**The task**
Could you copy, word for word, only the lines from the one containing "the black pants" through the last line of the records below, both included?

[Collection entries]
★ ★ ★
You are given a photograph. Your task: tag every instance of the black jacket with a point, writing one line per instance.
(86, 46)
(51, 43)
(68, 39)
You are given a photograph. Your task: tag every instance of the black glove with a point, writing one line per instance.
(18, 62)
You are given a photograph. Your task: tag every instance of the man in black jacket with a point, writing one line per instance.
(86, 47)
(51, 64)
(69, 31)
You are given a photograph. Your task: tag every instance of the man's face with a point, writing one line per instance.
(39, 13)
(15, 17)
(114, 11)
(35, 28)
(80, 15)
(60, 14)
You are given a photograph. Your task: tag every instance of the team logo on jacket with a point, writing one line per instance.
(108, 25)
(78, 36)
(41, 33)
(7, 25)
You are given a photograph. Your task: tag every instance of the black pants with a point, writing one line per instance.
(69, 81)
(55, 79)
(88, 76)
★ ★ ★
**The answer**
You are given a photograph. Your task: tag every instance of the black pants with a point, writing one line per instance.
(69, 81)
(55, 79)
(88, 76)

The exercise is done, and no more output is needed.